Teks Bacaan:
☆ ☆ ☆

Jika begitu, fenomena lagu cengeng di
Indonesia ini menarik kita dalam dua
kesimpulan kesimpulan. Pertama , selera
masyarakat Indonesia adalah yang
cengeng-cengeng, oleh karena itu lagu
cengeng bisa menjamur di masyarkat.
Masyarakat memilih lagu cengeng, karena
dirasa lagu ini kurang lebih sama dengan
kondisinya, artinya bahwa mental
masyarakat Indonesia adalah ‘cengeng’.
Kedua, kondisi lagu cengeng yang bisa
bertahan di Indonesia, bahkan dengan
jumlah lebih banyak, merupakan tanda
bahwa ekspresi musisi tanah air adalah
cengeng. Hanya musisi cengeng, dengan
pengekspresian lewat lagu cengenggnya
yang bisa bertahan dan menjawab selera
masayarakat. Keduanya bermental cengeng,
baik musisi maupun masayarakatnya,
ditandai dengan lagu cengeng yang
mendominasi dunia permusikan Indonesia.
Ini cukup untuk menjawab pertanyaan
sebelumnya, bangsa Indonesia berkarakter
cengeng!

☆ ☆ ☆

Baris Data:
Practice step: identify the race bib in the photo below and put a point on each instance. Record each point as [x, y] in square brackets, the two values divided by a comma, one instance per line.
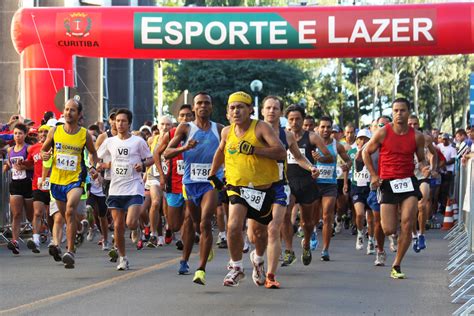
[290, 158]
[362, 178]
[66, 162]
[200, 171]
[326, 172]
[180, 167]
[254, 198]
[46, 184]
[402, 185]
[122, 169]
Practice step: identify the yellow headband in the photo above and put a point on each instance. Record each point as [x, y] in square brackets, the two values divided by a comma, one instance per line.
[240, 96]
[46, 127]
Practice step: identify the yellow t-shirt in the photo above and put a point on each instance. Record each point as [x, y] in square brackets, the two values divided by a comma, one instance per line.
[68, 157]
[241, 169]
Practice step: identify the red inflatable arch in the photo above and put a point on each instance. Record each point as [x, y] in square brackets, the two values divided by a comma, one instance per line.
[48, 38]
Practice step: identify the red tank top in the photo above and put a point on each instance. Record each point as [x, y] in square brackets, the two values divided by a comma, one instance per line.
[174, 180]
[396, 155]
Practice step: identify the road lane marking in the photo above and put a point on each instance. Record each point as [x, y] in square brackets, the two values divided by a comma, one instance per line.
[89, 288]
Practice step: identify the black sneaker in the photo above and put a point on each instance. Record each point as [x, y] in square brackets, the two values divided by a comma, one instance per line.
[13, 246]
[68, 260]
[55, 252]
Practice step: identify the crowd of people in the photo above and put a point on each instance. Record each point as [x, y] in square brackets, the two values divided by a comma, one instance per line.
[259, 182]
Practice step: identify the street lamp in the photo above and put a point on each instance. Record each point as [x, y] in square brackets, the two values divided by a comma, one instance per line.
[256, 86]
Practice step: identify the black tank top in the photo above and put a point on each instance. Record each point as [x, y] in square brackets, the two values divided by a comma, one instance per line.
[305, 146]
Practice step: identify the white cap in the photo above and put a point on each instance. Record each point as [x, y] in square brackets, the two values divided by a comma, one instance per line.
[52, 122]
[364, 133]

☆ ☆ ☆

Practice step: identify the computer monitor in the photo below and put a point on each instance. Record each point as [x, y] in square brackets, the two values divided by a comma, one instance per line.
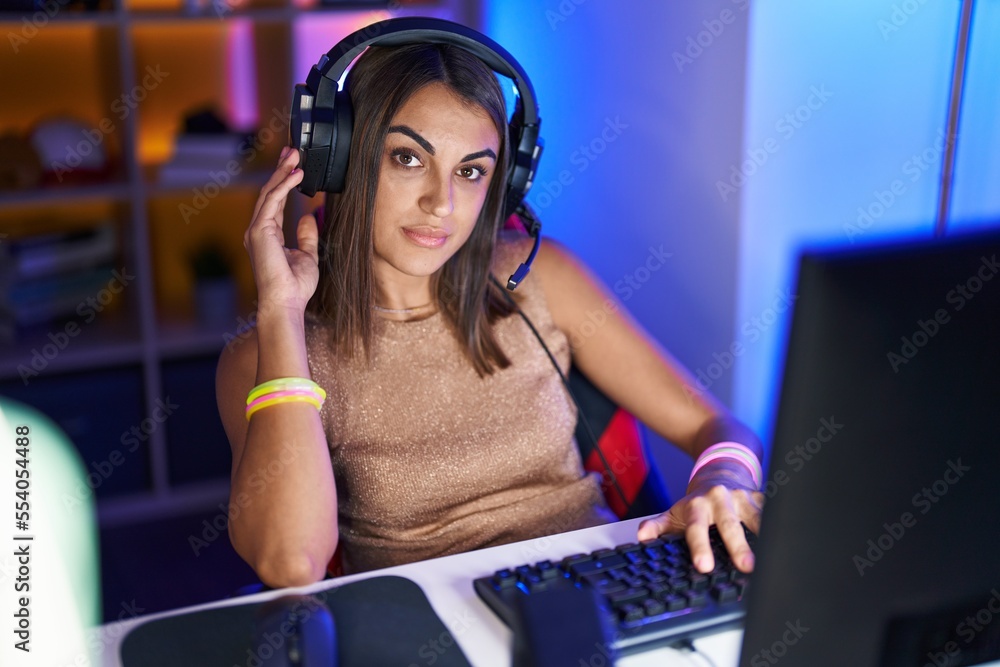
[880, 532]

☆ ☆ ☆

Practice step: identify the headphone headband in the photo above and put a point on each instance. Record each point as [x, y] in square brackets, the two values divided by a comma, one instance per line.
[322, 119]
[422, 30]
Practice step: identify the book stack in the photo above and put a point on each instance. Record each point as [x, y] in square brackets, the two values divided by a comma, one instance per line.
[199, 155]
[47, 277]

☆ ☆ ☆

Soal Latihan:
1. Salin ulang seluruh teks tentang lagu cengeng di Indonesia kata demi kata, dari awal hingga akhir.
2. Pilih setiap baris dalam daftar yang memuat kata "road", lalu salin baris-baris itu.
Teks dan daftar di halaman ini tidak ada hubungannya satu sama lain.

Jawaban Tiap Soal:
1.
Jika begitu, fenomena lagu cengeng di
Indonesia ini menarik kita dalam dua
kesimpulan kesimpulan. Pertama , selera
masyarakat Indonesia adalah yang
cengeng-cengeng, oleh karena itu lagu
cengeng bisa menjamur di masyarkat.
Masyarakat memilih lagu cengeng, karena
dirasa lagu ini kurang lebih sama dengan
kondisinya, artinya bahwa mental
masyarakat Indonesia adalah ‘cengeng’.
Kedua, kondisi lagu cengeng yang bisa
bertahan di Indonesia, bahkan dengan
jumlah lebih banyak, merupakan tanda
bahwa ekspresi musisi tanah air adalah
cengeng. Hanya musisi cengeng, dengan
pengekspresian lewat lagu cengenggnya
yang bisa bertahan dan menjawab selera
masayarakat. Keduanya bermental cengeng,
baik musisi maupun masayarakatnya,
ditandai dengan lagu cengeng yang
mendominasi dunia permusikan Indonesia.
Ini cukup untuk menjawab pertanyaan
sebelumnya, bangsa Indonesia berkarakter
cengeng!

2.
Practice step: identify the road lane marking in the photo above and put a point on each instance. Record each point as [x, y] in square brackets, the two values divided by a comma, one instance per line.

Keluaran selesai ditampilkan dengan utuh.